*Data for processing*.
● ● ● ●
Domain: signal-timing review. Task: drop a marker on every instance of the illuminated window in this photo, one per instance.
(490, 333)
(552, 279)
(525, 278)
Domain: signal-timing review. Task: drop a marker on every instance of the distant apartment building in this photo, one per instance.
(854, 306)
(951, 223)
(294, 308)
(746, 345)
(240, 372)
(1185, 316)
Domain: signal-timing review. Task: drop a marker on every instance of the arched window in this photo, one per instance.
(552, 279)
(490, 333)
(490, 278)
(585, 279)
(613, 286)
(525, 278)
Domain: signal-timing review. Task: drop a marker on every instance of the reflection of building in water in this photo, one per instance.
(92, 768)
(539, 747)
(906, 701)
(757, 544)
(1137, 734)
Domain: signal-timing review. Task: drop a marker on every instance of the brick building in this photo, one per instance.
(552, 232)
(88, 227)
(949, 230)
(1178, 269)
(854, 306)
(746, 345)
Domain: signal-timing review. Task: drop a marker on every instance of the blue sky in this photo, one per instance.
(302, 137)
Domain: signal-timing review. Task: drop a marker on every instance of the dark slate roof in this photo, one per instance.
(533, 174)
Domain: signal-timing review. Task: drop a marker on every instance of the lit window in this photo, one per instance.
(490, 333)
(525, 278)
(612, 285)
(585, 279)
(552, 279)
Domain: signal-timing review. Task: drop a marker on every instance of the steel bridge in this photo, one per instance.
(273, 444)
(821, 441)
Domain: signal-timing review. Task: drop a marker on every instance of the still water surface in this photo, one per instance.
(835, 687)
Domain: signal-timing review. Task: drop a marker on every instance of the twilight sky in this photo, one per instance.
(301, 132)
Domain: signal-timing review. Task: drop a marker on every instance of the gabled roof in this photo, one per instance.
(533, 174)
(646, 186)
● ● ● ●
*Work task*. When you reach this point, go back and write out each record above exactly.

*Result of the exercise*.
Domain: signal-timing review. Task: drop a marker on every instance of the illuminated window in this photo, one per instance.
(490, 333)
(552, 279)
(525, 278)
Domain: signal-timing review. Task: drop a marker on every instance of the distant apartment building in this photo, one per instance.
(854, 306)
(951, 223)
(294, 308)
(746, 345)
(240, 372)
(1185, 316)
Domain: signal-timing review. Task: drop a marker on every instance of the arched window in this photo, one per instance.
(552, 279)
(490, 333)
(490, 278)
(585, 279)
(613, 286)
(525, 278)
Domain: signal-timing review. Task: drop a marker on every instance of the reflection of building in water in this photo, one per instance.
(92, 768)
(539, 747)
(906, 701)
(757, 544)
(1137, 734)
Domain: signal-timing review. Task: drop a marker on every instance of the brick building in this photo, one per instance.
(552, 232)
(88, 227)
(949, 230)
(1178, 269)
(854, 306)
(746, 345)
Domain: signal-timing review. Task: drop a marker on every instance of the blue sky in this photo, one per instance.
(302, 137)
Domain: signal-timing review. Task: drop a marker on every instance of the dark slate roof in this photo, one per instance.
(533, 174)
Domain: signal-timing review. Task: drop a marker on every instance of the lit window in this photo, one per instance.
(490, 333)
(525, 278)
(612, 285)
(585, 279)
(552, 279)
Domain: signal-timing review. Task: drop a marker on every instance of the steel bridge in this photo, one per instance.
(273, 444)
(821, 441)
Domain: signal-timing review. Task: drop a marker on every instance of the still water surface in this photo, one per instance.
(835, 687)
Domain: signal-timing review. Task: drop a marker on every instance of the twilight sky in this photo, one per instance.
(301, 132)
Domain: signal-timing review. Task: drop a marker on every instance of the gabled roof in this photo, one per instance.
(533, 174)
(646, 186)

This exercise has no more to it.